▶ Metin alıntısı
<<<<

Mahkememizin 26/05/2021 tarihli celsesinde beyanı alınan, davacı tanığı ….’in tanık beyanında; ” Kaza esnasında davacının bulunduğu … plakalı aracın sürücü olduğunu, kazadan sonra davacıyı görmediğini, ben davacı ile aynı iş yerinde çalıştığını, davalı tarafın davacıya maddi ve manevi destek olup olmadığını bilemediğini, davacının kazadan önce ne kadar geliri olduğunu bilmediğini” beyan etmiş olduğu görülmüştür.
Ankara Adli Tıp Grup Başkanlığının sunmuş olduğu 08/07/2021 havale tarihli raporda özetle; “Davalı sürücü …’un %100 (yüzde yüz) oranında kusurlu olduğu, sürücüler ….ve ….’in kusursuz olduğu” sonuç ve kanaatine varıldığının bildirilmiş olduğu anlaşılmıştır.
Erciyes Üniversitesi Tıp Fakültesi Adli Tıp Anabil Dalı Başkanlığının sunmuş olduğu 04/04/2022 havale tarihli raporda özetle; ” Üç (3) ay süreyle iş göremezlik halinde kaldığı (tıbbi şifa süresinin 3 (üç) olduğu), bir (1) ay süreyle bakıcı ihtiyatcının/yardımcı desteğinin tıbben uygun olacağı, tüm vücut fonksiyon kaybı oranının ve/veya özür oranının %23 (yüzdeyirmiüç) olduğu, mevcut içeriğinden trafik kazasıyla ilgili SGK kapsamında olmayan tedavi masrafı tespit edilemediği” sonuç ve kanaatine varıldığının anlaşılmış olduğu görülmüştür.
Hesap bilirkişisinin sunmuş olduğu 13/06/2022 havale tarihli raporda özetle; ” “3 ay ” süreli geçici iş göremezlik zararının 4.809,36 TL olduğu, davacı talebinin 500,00 TL olduğu, ” %23″ özür oranına göre sürekli iş göremezlik zararının işlemiş dönem geliri 146.824,39 TL , işleyecek dönem geliri 1.710,292,14 TL toplam 1.857.116,53 TL , %23 özür oranına göre ( 1.857.116,53 x %23) : 427.136,80 TL olduğu, davacı talebinin 500,00 TL olduğu, davacının geçici iş göremezlik zararının toplan 431.946,16 TL olduğu, 29/03/2018 kaza tarihinde sakatlık halinde kişi başına ZMMS poliçe teminat limitinin 360.000,00 TL olduğu, davacının toplam 431.946,16 TL iş göremezlik zararından davalı sigorta şirketinin 360.000,00 TL limitle sınırlı olarak sorumlu tutulabileceği” sonuç ve kanaatine varıldığının bildirilmiş olduğu anlaşılmıştır.

>>>>

▶ Sorun
Aşağıdaki üç ifadenin yukarıdaki metin alıntısıyla uyuşup uyuşmadığını belirtin. Her biri için evet ya da hayır deyin ve kararı belirleyen sözleri metin alıntısından aynen aktarın.
(a) Ankara Adli Tıp Grup Başkanlığının raporuna göre davalı sürücü tam kusurludur.
(b) Erciyes Üniversitesi Tıp Fakültesi Adli Tıp Anabilim Dalı Başkanlığının raporuna göre bakıcı desteği üç ay süreyle tıbben uygun görülmüştür.
(c) Kaza tarihinde sakatlık halinde kişi başına ZMMS poliçe teminat limiti 360.000,00 TL'dir.

▶ Ham veri
<<<<

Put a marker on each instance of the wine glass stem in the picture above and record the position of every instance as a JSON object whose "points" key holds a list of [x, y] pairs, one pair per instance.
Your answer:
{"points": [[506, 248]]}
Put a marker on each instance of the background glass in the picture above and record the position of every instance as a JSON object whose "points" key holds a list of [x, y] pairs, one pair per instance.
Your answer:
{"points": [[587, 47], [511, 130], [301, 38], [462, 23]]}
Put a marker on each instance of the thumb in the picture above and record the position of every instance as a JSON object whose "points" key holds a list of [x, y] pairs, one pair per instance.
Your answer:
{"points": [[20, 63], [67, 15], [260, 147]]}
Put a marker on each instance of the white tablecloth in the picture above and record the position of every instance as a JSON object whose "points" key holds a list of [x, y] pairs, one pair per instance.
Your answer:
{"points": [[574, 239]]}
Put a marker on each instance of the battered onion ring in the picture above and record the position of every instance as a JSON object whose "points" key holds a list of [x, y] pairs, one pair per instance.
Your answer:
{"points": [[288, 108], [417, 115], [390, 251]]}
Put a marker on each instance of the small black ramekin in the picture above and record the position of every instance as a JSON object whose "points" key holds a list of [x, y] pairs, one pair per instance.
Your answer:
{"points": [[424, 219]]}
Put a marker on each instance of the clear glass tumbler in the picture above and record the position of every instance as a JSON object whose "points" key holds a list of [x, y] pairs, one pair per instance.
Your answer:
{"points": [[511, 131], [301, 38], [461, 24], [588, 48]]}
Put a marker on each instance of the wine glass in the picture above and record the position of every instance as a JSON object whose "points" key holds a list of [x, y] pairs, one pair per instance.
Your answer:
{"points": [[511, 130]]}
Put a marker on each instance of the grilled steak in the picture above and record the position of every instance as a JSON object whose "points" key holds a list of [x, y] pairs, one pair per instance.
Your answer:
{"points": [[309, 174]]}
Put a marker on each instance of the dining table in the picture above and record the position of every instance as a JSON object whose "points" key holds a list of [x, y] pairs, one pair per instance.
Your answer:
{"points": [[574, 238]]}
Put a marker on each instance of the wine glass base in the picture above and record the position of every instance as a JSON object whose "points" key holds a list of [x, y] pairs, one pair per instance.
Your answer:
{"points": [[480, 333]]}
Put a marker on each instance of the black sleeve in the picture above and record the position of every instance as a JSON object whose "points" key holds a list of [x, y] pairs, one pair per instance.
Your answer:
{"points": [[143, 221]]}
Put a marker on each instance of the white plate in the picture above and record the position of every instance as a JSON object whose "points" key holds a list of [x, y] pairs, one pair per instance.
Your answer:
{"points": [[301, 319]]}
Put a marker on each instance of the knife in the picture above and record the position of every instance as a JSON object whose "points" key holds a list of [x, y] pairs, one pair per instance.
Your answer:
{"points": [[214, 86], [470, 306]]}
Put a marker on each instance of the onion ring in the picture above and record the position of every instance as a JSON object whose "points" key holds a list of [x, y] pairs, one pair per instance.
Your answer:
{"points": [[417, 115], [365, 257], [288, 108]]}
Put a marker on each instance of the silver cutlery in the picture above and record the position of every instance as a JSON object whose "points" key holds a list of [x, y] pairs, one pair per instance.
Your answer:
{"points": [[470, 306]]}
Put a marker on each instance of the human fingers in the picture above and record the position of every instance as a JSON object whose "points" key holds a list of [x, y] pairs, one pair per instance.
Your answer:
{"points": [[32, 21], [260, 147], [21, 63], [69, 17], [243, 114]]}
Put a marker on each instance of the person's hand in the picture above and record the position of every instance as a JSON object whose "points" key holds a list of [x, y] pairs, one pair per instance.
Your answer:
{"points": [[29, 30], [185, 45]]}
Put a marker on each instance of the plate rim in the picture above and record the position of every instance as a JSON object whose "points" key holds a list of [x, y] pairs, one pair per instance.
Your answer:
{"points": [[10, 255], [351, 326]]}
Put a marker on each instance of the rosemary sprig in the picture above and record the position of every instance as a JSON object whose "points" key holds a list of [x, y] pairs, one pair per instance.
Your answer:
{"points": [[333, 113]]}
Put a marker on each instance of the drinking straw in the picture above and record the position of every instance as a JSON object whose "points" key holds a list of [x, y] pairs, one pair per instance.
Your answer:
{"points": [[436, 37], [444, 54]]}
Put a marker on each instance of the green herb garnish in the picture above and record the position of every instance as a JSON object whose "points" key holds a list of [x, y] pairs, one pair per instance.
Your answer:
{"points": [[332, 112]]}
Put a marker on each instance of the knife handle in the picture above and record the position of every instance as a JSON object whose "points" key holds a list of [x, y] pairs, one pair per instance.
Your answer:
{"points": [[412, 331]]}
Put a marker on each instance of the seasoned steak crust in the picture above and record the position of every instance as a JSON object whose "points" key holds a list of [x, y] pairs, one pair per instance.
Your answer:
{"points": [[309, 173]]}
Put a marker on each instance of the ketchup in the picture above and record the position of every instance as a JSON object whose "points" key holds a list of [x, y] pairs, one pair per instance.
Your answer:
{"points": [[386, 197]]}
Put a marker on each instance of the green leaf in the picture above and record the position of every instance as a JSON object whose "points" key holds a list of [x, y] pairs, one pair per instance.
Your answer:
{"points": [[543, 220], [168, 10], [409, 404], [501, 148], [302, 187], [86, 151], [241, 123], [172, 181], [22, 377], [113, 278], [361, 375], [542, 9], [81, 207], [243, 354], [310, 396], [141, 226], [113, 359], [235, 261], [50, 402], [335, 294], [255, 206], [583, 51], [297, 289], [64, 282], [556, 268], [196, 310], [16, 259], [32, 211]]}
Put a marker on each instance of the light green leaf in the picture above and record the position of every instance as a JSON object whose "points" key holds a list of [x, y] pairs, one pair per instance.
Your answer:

>>>>

▶ Alıştırma çözümü
(a) Evet. Metin alıntısında "Davalı sürücü …’un %100 (yüzde yüz) oranında kusurlu olduğu" denmektedir.
(b) Hayır. Metin alıntısında "bir (1) ay süreyle bakıcı ihtiyatcının/yardımcı desteğinin tıbben uygun olacağı" denmektedir.
(c) Evet. Metin alıntısında "29/03/2018 kaza tarihinde sakatlık halinde kişi başına ZMMS poliçe teminat limitinin 360.000,00 TL olduğu" denmektedir.